▶ [EXERCISE]:
How many of the lines below contain the string "floor"? Case counts. Reply with the number alone.

□ □ □ □ □

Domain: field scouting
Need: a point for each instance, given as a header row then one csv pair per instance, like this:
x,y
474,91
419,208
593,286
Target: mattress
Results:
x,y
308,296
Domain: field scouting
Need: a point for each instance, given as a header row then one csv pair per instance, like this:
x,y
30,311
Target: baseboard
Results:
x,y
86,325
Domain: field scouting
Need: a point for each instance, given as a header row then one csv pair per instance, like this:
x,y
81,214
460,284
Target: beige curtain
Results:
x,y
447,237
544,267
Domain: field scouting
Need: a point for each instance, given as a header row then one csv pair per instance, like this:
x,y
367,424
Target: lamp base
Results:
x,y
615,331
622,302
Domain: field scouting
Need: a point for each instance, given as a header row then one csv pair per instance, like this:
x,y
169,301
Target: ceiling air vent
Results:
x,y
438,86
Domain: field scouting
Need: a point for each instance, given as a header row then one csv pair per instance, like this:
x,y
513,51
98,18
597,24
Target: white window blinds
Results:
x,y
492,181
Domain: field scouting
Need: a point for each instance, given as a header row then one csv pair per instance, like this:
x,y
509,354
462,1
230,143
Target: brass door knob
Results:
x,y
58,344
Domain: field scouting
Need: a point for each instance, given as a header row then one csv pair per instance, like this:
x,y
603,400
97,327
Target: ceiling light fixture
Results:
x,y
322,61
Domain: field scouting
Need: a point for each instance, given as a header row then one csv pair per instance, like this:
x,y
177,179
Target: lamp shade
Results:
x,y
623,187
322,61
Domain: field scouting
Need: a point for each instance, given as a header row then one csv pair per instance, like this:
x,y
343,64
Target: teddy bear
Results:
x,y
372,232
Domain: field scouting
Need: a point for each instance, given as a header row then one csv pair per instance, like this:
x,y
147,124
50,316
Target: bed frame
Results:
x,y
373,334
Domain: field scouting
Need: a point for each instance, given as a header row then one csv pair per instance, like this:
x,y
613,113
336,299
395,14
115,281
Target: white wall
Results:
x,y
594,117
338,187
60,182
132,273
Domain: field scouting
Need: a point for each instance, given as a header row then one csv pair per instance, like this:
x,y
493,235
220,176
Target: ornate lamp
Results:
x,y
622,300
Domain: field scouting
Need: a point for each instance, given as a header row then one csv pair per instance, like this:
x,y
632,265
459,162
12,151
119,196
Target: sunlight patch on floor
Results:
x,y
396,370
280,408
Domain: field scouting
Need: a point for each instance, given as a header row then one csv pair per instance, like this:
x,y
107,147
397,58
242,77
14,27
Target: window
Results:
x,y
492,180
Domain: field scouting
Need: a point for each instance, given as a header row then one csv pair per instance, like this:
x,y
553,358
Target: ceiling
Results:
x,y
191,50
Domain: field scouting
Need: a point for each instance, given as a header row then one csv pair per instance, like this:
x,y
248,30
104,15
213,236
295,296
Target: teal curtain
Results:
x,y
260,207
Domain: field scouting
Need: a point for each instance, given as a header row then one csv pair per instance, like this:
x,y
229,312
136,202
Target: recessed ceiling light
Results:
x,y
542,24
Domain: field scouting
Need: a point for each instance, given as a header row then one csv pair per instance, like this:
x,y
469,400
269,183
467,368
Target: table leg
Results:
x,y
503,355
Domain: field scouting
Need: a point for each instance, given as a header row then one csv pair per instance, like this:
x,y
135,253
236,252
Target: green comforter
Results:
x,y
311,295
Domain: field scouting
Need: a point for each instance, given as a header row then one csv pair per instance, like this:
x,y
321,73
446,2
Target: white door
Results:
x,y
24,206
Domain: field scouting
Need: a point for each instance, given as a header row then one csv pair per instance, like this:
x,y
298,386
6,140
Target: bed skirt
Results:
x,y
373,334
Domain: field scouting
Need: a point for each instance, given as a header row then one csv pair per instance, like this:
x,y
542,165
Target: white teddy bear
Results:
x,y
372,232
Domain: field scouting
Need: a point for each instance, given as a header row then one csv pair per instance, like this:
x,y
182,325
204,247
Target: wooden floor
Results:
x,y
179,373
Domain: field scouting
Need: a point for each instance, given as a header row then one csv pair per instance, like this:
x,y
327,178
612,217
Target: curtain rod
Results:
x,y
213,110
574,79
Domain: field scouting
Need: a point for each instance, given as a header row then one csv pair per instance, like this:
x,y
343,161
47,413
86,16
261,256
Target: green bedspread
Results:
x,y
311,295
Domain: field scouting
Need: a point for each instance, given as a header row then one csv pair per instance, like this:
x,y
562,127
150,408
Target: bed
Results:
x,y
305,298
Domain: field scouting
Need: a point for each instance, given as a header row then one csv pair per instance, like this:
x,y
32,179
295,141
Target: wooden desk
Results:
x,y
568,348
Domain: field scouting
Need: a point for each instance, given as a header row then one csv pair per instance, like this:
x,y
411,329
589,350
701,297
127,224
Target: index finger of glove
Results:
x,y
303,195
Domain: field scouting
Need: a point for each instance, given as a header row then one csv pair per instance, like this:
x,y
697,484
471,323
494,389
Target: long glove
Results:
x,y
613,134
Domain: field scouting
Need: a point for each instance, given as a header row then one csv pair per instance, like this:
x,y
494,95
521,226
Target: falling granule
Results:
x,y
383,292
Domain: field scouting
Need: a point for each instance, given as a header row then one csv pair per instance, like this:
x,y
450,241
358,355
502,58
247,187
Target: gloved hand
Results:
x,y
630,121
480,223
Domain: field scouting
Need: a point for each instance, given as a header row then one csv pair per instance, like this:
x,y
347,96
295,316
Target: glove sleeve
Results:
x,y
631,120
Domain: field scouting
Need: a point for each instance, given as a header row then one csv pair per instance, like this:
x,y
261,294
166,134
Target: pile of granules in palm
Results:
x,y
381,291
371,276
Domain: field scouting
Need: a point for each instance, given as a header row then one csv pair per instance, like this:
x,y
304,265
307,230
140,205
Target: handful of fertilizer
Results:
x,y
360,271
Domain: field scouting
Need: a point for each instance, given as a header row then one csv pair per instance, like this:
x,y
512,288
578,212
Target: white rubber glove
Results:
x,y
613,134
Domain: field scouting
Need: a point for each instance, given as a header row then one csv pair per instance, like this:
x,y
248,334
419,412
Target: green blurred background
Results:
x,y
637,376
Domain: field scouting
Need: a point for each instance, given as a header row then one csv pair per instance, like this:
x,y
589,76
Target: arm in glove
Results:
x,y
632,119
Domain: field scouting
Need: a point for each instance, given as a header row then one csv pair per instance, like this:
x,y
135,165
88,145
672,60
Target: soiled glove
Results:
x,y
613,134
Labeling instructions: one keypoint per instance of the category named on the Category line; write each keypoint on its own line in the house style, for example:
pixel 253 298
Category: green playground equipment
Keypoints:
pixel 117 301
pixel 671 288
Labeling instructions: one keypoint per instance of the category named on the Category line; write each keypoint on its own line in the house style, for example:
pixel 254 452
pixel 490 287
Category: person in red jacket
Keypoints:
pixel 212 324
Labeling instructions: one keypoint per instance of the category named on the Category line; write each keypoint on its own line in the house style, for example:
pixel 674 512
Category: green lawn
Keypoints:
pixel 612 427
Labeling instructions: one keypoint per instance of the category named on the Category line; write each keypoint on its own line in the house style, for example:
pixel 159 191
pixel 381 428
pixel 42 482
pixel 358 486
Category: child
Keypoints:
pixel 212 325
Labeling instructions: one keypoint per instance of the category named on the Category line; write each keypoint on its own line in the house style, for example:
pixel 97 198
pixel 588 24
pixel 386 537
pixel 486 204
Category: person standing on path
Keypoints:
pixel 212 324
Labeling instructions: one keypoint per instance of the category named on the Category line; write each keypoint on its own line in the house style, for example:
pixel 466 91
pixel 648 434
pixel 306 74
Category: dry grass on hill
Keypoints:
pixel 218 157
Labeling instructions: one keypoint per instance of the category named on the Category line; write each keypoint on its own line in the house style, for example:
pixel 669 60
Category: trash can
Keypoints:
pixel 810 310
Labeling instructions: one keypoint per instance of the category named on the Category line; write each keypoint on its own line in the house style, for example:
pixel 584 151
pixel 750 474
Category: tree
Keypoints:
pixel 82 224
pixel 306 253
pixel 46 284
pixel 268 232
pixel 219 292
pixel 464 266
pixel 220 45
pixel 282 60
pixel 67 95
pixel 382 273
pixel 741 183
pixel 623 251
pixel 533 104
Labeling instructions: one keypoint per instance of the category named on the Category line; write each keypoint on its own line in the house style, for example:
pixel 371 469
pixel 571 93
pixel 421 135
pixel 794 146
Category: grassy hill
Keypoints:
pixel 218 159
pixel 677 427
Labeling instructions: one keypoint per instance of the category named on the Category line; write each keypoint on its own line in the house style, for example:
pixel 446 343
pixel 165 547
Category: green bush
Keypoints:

□ □ □ □ □

▶ [SOLUTION FOR THIS PROBLEM]:
2